▶ _Exercise materials_
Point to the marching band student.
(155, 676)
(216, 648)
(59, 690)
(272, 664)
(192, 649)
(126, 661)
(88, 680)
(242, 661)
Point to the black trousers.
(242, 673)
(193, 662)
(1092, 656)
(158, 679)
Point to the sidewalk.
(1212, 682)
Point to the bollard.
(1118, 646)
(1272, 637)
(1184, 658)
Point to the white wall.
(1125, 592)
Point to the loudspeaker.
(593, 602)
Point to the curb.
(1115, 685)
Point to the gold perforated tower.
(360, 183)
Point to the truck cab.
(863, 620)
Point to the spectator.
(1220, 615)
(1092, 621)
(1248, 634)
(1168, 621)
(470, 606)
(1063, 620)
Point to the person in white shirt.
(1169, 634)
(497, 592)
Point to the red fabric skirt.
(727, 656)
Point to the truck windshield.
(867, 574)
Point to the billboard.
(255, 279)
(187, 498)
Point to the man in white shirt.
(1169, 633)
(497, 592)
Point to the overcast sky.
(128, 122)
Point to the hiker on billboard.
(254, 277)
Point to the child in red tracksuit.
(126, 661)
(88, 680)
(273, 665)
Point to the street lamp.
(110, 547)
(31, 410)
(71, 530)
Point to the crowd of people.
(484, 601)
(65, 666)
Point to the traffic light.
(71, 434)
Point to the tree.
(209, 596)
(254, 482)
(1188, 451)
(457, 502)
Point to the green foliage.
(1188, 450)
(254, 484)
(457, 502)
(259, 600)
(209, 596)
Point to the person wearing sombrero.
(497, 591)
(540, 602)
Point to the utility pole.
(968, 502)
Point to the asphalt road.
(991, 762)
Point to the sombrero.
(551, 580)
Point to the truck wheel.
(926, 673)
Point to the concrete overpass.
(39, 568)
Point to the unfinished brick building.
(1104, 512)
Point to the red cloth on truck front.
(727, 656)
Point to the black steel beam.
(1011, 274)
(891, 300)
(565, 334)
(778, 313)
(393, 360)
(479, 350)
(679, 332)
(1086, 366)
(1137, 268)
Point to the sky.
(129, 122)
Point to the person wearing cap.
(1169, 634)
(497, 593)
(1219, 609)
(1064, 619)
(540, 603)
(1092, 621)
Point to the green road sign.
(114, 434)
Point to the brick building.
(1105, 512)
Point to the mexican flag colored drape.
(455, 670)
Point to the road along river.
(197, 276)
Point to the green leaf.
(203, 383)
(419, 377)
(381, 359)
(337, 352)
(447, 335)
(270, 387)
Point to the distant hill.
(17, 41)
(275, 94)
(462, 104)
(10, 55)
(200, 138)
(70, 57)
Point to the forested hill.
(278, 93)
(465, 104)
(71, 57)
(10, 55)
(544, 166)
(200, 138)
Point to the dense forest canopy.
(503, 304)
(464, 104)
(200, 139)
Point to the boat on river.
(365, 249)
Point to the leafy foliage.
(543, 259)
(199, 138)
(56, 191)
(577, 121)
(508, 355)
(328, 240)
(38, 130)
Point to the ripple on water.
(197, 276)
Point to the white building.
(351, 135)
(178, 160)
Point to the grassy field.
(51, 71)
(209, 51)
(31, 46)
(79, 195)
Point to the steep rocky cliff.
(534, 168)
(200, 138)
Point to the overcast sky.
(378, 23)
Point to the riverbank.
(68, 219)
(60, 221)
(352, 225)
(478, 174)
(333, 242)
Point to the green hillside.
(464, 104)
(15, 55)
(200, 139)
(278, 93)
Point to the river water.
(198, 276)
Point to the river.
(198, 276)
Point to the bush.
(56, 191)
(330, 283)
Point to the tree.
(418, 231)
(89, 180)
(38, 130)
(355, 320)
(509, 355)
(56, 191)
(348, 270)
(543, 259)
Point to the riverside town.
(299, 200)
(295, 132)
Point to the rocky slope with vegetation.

▶ _Exercise brief_
Quote the entire listing above exactly.

▶ _Exercise response_
Point to the marching band student.
(155, 676)
(216, 648)
(59, 690)
(272, 664)
(192, 649)
(126, 661)
(88, 680)
(242, 661)
Point to the black trousers.
(242, 673)
(193, 662)
(1092, 656)
(158, 679)
Point to the sidewalk.
(1212, 682)
Point to the bollard.
(1118, 646)
(1272, 637)
(1184, 658)
Point to the white wall.
(1125, 592)
Point to the loudspeaker.
(593, 602)
Point to the curb.
(1115, 685)
Point to the gold perforated tower.
(360, 183)
Point to the truck cab.
(863, 620)
Point to the spectator.
(1220, 615)
(1092, 621)
(1248, 634)
(1168, 621)
(470, 606)
(1063, 620)
Point to the person in white shirt.
(1169, 634)
(497, 592)
Point to the red fabric skirt.
(727, 656)
Point to the truck windshield.
(867, 574)
Point to the billboard.
(255, 279)
(187, 498)
Point to the man in white shirt.
(1169, 633)
(497, 592)
Point to the overcast sky.
(128, 122)
Point to the hiker on billboard.
(254, 277)
Point to the child in red tracksuit.
(126, 661)
(88, 680)
(273, 665)
Point to the street lamp.
(110, 547)
(31, 410)
(71, 530)
Point to the crowd of people.
(484, 601)
(65, 666)
Point to the traffic light.
(71, 434)
Point to the tree.
(209, 596)
(254, 482)
(1188, 451)
(457, 502)
Point to the green foliage.
(1188, 450)
(254, 484)
(457, 502)
(259, 600)
(209, 596)
Point to the person wearing sombrero.
(497, 591)
(540, 602)
Point to the utility pole.
(968, 502)
Point to the asphalt road.
(991, 762)
Point to the sombrero.
(551, 580)
Point to the truck wheel.
(926, 673)
Point to the concrete overpass.
(39, 568)
Point to the unfinished brick building.
(1104, 512)
Point to the red cloth on truck front.
(727, 656)
Point to the black steel beam.
(1011, 274)
(891, 300)
(565, 334)
(778, 313)
(393, 360)
(479, 350)
(679, 332)
(1086, 366)
(1137, 268)
Point to the sky.
(129, 122)
Point to the person wearing cap.
(1169, 634)
(497, 593)
(1219, 609)
(1064, 619)
(540, 603)
(1092, 621)
Point to the green road sign.
(114, 434)
Point to the brick building.
(1105, 512)
Point to the mexican flag colored drape.
(455, 670)
Point to the road along river.
(197, 276)
Point to the green leaf.
(203, 383)
(419, 377)
(381, 359)
(337, 352)
(447, 335)
(270, 387)
Point to the distant hill.
(17, 41)
(275, 94)
(462, 104)
(10, 55)
(200, 138)
(70, 57)
Point to the forested hill.
(278, 93)
(465, 104)
(71, 57)
(10, 55)
(544, 166)
(200, 138)
Point to the dense forest canopy.
(503, 304)
(464, 104)
(200, 139)
Point to the boat on river.
(365, 249)
Point to the leafy foliage.
(543, 259)
(199, 138)
(56, 191)
(577, 121)
(508, 355)
(328, 240)
(38, 130)
Point to the ripple on water.
(197, 276)
Point to the white building.
(351, 135)
(178, 160)
Point to the grassy field.
(51, 71)
(209, 51)
(31, 46)
(79, 195)
Point to the steep rocky cliff.
(534, 168)
(200, 138)
Point to the overcast sky.
(378, 23)
Point to the riverbank.
(68, 219)
(60, 221)
(352, 225)
(478, 174)
(333, 242)
Point to the green hillside.
(464, 104)
(15, 55)
(200, 139)
(278, 93)
Point to the river water.
(198, 276)
Point to the river.
(198, 276)
Point to the bush.
(56, 191)
(330, 283)
Point to the tree.
(418, 231)
(89, 180)
(38, 130)
(355, 320)
(509, 355)
(56, 191)
(348, 270)
(543, 259)
Point to the riverside town.
(299, 200)
(295, 132)
Point to the rocky slope with vegetation.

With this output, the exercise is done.